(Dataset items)
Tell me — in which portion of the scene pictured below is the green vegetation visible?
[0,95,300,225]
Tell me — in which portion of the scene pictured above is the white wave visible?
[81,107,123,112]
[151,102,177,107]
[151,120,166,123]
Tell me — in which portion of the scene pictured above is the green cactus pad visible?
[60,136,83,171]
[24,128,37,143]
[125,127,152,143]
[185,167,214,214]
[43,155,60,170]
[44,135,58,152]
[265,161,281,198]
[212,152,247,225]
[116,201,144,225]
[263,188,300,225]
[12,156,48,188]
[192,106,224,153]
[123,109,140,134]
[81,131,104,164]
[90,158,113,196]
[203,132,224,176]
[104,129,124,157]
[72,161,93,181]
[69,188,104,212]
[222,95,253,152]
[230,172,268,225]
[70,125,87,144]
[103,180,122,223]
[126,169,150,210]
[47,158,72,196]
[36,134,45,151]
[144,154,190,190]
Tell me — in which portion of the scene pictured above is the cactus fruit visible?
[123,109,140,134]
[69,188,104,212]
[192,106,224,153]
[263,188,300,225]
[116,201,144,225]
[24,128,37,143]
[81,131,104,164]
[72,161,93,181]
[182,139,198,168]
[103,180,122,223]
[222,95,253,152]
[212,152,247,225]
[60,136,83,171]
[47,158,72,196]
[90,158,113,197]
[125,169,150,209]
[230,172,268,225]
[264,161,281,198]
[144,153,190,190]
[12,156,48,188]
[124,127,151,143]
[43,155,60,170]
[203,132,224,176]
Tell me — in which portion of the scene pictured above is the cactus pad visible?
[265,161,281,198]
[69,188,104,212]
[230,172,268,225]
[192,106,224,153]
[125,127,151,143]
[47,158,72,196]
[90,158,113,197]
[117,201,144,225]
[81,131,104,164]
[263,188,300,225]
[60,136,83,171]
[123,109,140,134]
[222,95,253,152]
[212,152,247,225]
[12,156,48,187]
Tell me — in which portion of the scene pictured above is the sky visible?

Work instructions:
Please edit the lines above by replacing "cactus fruit" with "prickly pear" and leaving everything else as it is.

Exercise result:
Tell me — in which portion of the scene pictured below is the green vegetation visible?
[0,95,300,225]
Tell me — in which portion of the scene pictured above is the white wave visible?
[81,107,123,112]
[151,102,177,107]
[151,120,166,123]
Tell me — in which portion of the scene pictured above is the green cactus pad visible?
[60,136,83,171]
[24,128,37,143]
[125,127,152,143]
[185,167,214,214]
[43,155,60,170]
[44,135,58,152]
[265,161,281,198]
[212,152,247,225]
[116,201,144,225]
[263,188,300,225]
[12,156,48,188]
[192,106,224,153]
[123,109,140,134]
[81,131,104,164]
[90,158,113,196]
[203,132,224,176]
[104,129,124,157]
[72,161,93,181]
[69,188,104,212]
[222,95,253,152]
[230,172,268,225]
[70,125,87,144]
[103,180,122,223]
[126,169,150,210]
[47,158,72,196]
[36,134,45,151]
[144,154,190,190]
Tell me — in which portion of the scene pictured above is the prickly pear visible?
[123,109,140,134]
[69,188,104,212]
[192,106,224,153]
[263,188,300,225]
[116,201,144,225]
[24,128,37,143]
[81,131,104,164]
[72,161,93,181]
[182,139,198,168]
[103,180,122,223]
[222,95,253,152]
[212,152,247,225]
[60,136,83,171]
[47,158,72,196]
[90,158,113,197]
[125,169,150,209]
[230,172,268,225]
[264,161,281,198]
[144,153,190,190]
[12,156,48,188]
[124,127,151,143]
[43,155,60,170]
[203,132,224,176]
Tell me — in which portion of the scene pictured above is the cactus pad visible?
[265,161,281,198]
[69,188,104,212]
[230,172,268,225]
[192,106,224,153]
[125,127,151,143]
[47,158,72,196]
[90,158,113,197]
[117,201,144,225]
[81,131,104,164]
[263,188,300,225]
[60,136,83,171]
[123,109,140,134]
[222,95,253,152]
[212,152,247,225]
[12,156,48,187]
Tell me — in which portion of the scene pictured above is the sky visible?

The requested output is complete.